──────── EXTRACTED ENTRIES ────────

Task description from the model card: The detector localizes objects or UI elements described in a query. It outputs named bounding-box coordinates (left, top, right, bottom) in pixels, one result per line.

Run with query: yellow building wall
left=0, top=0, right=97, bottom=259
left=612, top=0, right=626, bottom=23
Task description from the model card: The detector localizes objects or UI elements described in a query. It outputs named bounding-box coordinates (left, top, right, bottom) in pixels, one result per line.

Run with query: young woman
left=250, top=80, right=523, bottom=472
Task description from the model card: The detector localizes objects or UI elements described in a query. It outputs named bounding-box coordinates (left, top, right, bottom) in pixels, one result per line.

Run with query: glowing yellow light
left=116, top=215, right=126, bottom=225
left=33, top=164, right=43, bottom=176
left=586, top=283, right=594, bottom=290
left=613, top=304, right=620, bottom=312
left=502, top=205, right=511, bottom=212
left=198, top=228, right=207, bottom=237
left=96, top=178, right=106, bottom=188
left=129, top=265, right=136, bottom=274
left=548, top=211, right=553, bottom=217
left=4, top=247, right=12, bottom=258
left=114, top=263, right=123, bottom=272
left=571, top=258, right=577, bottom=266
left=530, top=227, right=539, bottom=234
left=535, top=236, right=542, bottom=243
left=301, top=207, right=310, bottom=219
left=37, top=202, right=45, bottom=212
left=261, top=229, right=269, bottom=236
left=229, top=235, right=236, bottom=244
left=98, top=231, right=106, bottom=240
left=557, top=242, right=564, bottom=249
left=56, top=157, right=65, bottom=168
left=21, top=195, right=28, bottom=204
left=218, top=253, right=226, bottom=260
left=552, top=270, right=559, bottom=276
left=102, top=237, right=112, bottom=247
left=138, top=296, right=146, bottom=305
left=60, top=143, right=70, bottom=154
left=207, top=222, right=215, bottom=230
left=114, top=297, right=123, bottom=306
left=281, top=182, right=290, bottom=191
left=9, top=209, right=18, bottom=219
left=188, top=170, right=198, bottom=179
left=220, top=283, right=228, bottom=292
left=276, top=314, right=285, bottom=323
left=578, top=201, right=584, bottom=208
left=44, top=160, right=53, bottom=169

────────

PROBLEM DESCRIPTION: Print out the complete data above, character for character.

YOUR RESPONSE:
Task description from the model card: The detector localizes objects or UI elements described in a query. It outputs named bounding-box coordinates (left, top, right, bottom) in pixels, one result per line.

Run with query: yellow building wall
left=0, top=0, right=97, bottom=259
left=612, top=0, right=626, bottom=23
Task description from the model card: The detector localizes objects or UI elements described in a query. It outputs named bounding-box coordinates (left, top, right, bottom) in pixels, one result per line.

Run with query: young woman
left=250, top=80, right=523, bottom=472
Task description from the model card: The detector localizes objects or UI elements described in a query. It outputs named bounding-box coordinates (left, top, right, bottom) in pixels, one result per line.

Run with query: glowing yellow light
left=116, top=215, right=126, bottom=225
left=33, top=164, right=43, bottom=176
left=586, top=283, right=594, bottom=290
left=613, top=304, right=620, bottom=312
left=502, top=205, right=511, bottom=212
left=198, top=228, right=207, bottom=237
left=96, top=178, right=106, bottom=188
left=129, top=265, right=136, bottom=274
left=548, top=211, right=553, bottom=217
left=4, top=247, right=12, bottom=258
left=114, top=263, right=123, bottom=272
left=571, top=258, right=577, bottom=266
left=530, top=227, right=539, bottom=234
left=535, top=236, right=542, bottom=243
left=301, top=207, right=310, bottom=219
left=37, top=202, right=45, bottom=212
left=261, top=229, right=269, bottom=236
left=229, top=235, right=236, bottom=244
left=98, top=231, right=106, bottom=240
left=557, top=242, right=564, bottom=249
left=56, top=157, right=65, bottom=168
left=21, top=195, right=28, bottom=204
left=218, top=253, right=226, bottom=260
left=552, top=270, right=559, bottom=276
left=102, top=237, right=112, bottom=247
left=138, top=296, right=146, bottom=305
left=60, top=143, right=70, bottom=154
left=207, top=222, right=215, bottom=230
left=114, top=297, right=123, bottom=306
left=281, top=182, right=290, bottom=191
left=9, top=209, right=18, bottom=219
left=188, top=170, right=198, bottom=179
left=220, top=283, right=228, bottom=292
left=276, top=314, right=285, bottom=323
left=578, top=201, right=584, bottom=208
left=44, top=160, right=53, bottom=169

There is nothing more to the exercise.